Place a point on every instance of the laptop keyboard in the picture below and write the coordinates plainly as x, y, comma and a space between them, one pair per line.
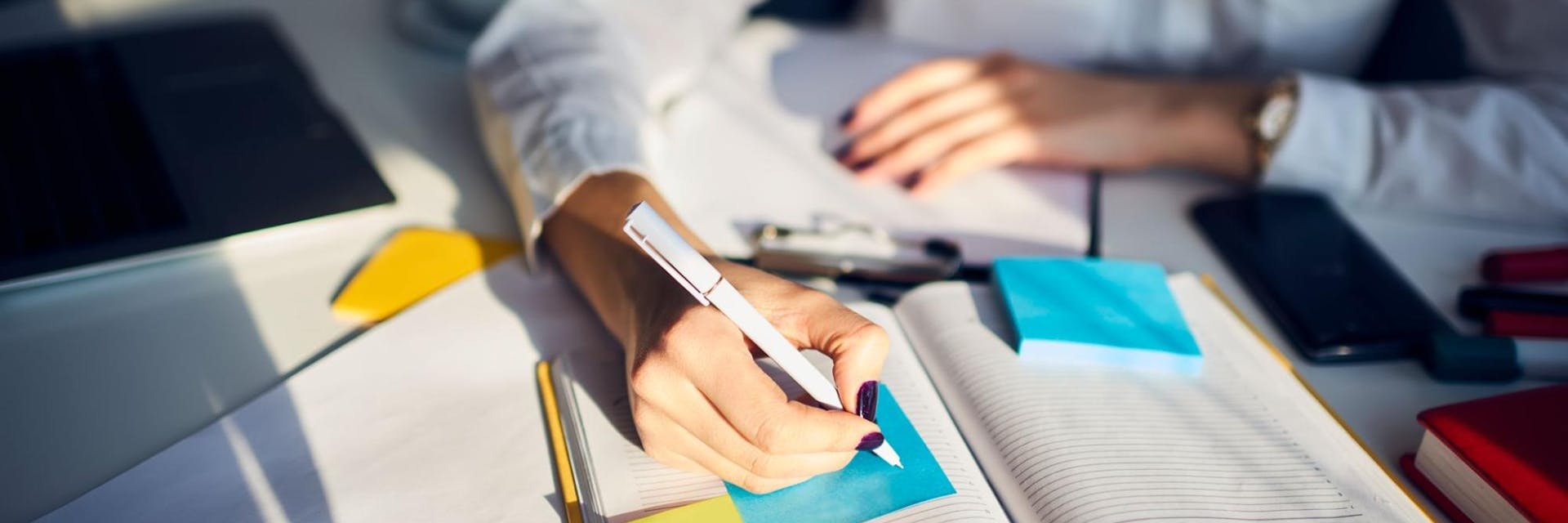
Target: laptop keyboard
76, 160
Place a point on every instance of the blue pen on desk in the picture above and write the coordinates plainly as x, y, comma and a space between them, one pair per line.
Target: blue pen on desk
709, 288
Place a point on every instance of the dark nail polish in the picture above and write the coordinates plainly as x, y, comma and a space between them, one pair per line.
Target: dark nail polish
871, 442
866, 401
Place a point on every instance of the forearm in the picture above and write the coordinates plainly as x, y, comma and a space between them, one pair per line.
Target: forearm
608, 269
1206, 127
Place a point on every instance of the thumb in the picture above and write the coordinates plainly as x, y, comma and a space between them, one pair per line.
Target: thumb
858, 349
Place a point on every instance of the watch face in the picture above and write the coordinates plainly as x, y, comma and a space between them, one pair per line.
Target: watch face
1274, 117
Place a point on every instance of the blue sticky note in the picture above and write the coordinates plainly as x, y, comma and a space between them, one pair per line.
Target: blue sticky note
1095, 311
866, 489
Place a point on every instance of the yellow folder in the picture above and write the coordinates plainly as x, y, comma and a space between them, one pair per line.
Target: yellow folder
412, 264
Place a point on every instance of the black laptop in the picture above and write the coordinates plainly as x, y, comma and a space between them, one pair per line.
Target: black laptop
138, 143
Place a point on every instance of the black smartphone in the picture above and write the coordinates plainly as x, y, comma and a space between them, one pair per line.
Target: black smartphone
1327, 288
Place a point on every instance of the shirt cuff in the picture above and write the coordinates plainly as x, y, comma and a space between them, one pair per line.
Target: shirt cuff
1329, 146
541, 159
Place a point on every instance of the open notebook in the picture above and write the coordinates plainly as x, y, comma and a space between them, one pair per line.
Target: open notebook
1244, 442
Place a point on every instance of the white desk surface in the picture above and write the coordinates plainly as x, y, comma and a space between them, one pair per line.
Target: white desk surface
104, 373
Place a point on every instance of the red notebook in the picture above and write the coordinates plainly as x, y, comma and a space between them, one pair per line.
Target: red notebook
1496, 459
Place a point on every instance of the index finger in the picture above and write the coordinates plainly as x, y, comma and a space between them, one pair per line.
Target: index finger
755, 405
906, 88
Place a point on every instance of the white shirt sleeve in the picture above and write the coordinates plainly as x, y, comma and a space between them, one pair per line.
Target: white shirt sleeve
1494, 146
565, 90
1477, 150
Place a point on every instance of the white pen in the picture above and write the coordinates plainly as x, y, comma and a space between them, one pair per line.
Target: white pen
709, 288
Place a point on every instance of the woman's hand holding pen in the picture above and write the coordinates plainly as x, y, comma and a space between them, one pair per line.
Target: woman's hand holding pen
946, 118
702, 401
697, 393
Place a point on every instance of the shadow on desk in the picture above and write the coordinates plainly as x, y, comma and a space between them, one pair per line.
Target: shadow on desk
82, 412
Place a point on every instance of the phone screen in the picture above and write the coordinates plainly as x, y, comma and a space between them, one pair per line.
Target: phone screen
1327, 288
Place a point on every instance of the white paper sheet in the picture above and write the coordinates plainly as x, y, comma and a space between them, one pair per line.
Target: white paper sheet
1244, 442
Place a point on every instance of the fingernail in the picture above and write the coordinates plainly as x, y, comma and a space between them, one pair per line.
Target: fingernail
866, 401
871, 442
843, 151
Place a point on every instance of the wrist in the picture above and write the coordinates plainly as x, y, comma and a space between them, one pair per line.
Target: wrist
1208, 127
630, 294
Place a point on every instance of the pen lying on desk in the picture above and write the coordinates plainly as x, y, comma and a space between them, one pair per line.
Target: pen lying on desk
709, 288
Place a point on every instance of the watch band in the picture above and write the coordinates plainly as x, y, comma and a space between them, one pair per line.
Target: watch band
1271, 121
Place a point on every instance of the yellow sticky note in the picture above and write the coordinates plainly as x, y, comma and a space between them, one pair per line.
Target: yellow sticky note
719, 509
412, 264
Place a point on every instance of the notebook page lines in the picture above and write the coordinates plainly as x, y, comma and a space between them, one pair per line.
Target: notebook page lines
1109, 446
661, 485
973, 500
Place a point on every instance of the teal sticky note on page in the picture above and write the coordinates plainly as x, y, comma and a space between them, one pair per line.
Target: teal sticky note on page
866, 489
1095, 311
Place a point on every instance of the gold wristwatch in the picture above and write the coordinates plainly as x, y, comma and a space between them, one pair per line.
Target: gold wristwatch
1271, 120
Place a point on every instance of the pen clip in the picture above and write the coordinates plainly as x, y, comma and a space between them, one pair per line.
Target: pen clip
671, 252
662, 262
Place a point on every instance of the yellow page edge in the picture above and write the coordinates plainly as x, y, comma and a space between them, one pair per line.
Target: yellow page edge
1285, 362
564, 465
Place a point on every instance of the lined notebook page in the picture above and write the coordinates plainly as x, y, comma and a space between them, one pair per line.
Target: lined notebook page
1239, 443
620, 482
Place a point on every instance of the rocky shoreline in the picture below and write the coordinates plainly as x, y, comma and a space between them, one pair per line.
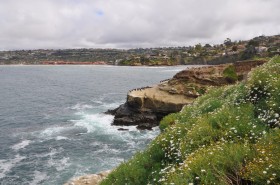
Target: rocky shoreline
92, 179
145, 107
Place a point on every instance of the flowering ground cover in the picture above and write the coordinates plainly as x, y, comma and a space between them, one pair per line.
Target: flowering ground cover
230, 135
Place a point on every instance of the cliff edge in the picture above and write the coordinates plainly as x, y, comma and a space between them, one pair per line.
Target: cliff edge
146, 106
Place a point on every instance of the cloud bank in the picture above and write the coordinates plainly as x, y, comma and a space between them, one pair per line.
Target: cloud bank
33, 24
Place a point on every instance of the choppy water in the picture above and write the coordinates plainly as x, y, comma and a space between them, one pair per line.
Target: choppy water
51, 123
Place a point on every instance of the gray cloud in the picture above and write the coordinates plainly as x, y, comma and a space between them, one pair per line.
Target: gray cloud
31, 24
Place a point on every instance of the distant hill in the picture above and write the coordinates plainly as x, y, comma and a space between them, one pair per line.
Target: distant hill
226, 52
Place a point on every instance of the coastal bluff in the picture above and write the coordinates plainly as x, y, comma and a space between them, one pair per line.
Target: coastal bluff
145, 107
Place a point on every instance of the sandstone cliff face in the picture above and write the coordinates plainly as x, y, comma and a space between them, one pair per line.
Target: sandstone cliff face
146, 106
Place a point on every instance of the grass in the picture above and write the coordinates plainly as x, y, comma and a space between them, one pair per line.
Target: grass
230, 135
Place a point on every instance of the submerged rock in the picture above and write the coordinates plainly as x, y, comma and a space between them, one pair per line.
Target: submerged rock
92, 179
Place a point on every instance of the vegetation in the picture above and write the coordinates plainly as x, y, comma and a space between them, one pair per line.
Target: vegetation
230, 74
230, 135
227, 52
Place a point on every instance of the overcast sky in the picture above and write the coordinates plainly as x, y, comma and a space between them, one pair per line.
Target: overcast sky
34, 24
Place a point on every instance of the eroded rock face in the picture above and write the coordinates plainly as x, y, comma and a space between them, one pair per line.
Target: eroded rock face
146, 106
92, 179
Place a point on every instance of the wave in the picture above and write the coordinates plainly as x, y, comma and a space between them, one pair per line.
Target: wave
38, 177
21, 145
7, 165
81, 106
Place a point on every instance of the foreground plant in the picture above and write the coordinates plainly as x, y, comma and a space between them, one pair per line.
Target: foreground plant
228, 136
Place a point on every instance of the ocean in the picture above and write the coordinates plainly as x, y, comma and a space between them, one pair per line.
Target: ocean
52, 125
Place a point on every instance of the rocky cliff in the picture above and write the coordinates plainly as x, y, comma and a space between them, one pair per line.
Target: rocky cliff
146, 106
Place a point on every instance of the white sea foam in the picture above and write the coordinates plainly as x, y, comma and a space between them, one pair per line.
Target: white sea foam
38, 177
81, 106
7, 165
61, 138
21, 145
94, 121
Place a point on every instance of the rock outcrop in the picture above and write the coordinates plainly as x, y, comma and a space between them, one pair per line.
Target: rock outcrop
92, 179
146, 106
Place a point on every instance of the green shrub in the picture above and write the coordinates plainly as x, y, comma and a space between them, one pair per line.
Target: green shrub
230, 74
230, 135
167, 120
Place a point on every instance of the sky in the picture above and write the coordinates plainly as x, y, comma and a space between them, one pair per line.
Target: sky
123, 24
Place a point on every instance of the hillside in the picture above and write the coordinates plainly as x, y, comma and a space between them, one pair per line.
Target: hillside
227, 52
146, 106
230, 135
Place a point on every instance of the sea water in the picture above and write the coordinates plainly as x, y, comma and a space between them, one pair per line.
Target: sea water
52, 125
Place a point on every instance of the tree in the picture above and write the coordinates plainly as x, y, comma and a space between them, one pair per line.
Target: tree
228, 42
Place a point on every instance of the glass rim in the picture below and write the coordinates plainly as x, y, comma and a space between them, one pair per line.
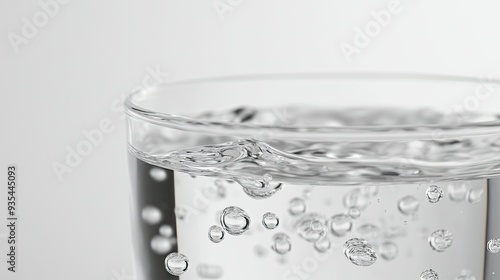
----------
- **PROBLEM TO SOLVE**
Pull out every line of the records that contains the string "blue", and copy each one as it appears.

- **EXERCISE SOLUTION**
Place a point on every instance of the blue pen on desk in the picture above and write the coordinates plainly as x, y, comma and a space between them, one pair per line.
Target: blue pen on desk
Place a point on every instance of the blue sticky note in the picture above and write the coordinates plainly as x, y, comma and a space between them, one pair per line.
Target: blue sticky note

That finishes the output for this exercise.